● EXERCISE INSTRUCTIONS
(A) Please print the stretch of the testicular cancer text from "Evaluation and Treatment" through "cancer is present.".
(B) In the testicular cancer text, what is named as the most significant risk factor for the disease?
======== QUOTED PASSAGE
Testicular cancer is the most common cancer affecting males between the ages of 15 and 35.
Symptoms of Testicular Cancer
Testicular cancer most often manifests itself as a painless lump or swelling within the testicle. A “heavy” or “dull ache” may accompany the lump or swelling. Testicular cancer is rarely painful. All males with a mass or nodule within the testicle should seek evaluation by a urologist.
Evaluation and Treatment
A thorough history and physical examination is important in the diagnosis of testicular cancer. A history of an “undescended testicle” or a testicle that was not within the scrotum at birth is the most significant risk factor for testicular cancer. When this condition is diagnosed at birth, males usually undergo a “hernia repair” at which time the testicle is placed within the scrotum. Blood work is obtained because certain testicular cancers release proteins (testicular tumor markers) that can be measured, helping ascertain the type and extent of cancer present.
When a testicular mass is discovered, the testicle is surgically removed promptly to identify which type of cancer is present.
A CT scan of the abdomen/pelvis, and chest x-ray, are obtained once the diagnosis of testicular cancer is made to help the urologist direct appropriate treatment. In addition to surgical removal of the testicle, further therapy in the form of surgery, radiation or chemotherapy is offered based on which type of cancer is identified.
Overall, testicular cancer is highly curable when diagnosed and treated promptly.
================
======== DATASET EXTRACT
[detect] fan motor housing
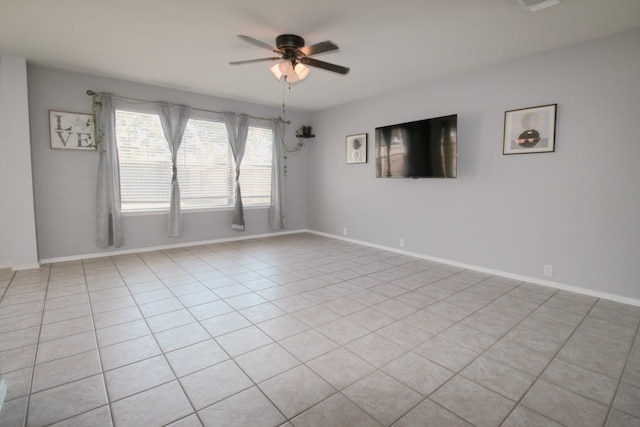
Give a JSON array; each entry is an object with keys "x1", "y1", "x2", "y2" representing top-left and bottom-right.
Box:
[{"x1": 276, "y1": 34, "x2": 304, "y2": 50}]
================
======== DATASET EXTRACT
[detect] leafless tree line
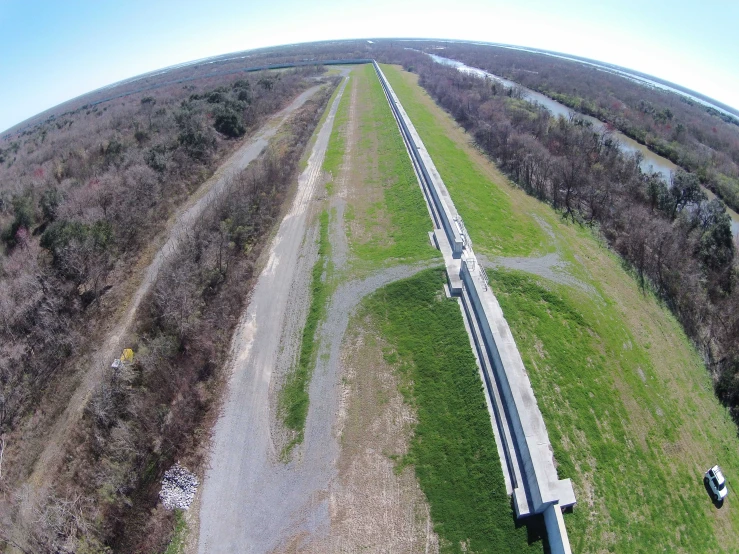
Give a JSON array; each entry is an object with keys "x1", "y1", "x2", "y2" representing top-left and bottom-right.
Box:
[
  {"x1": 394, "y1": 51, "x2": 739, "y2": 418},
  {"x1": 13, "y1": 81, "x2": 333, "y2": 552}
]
================
● SOLUTIONS FOR EACH TASK
(A)
Evaluation and Treatment
A thorough history and physical examination is important in the diagnosis of testicular cancer. A history of an “undescended testicle” or a testicle that was not within the scrotum at birth is the most significant risk factor for testicular cancer. When this condition is diagnosed at birth, males usually undergo a “hernia repair” at which time the testicle is placed within the scrotum. Blood work is obtained because certain testicular cancers release proteins (testicular tumor markers) that can be measured, helping ascertain the type and extent of cancer present.
When a testicular mass is discovered, the testicle is surgically removed promptly to identify which type of cancer is present.

(B) A history of an undescended testicle, meaning a testicle that was not within the scrotum at birth.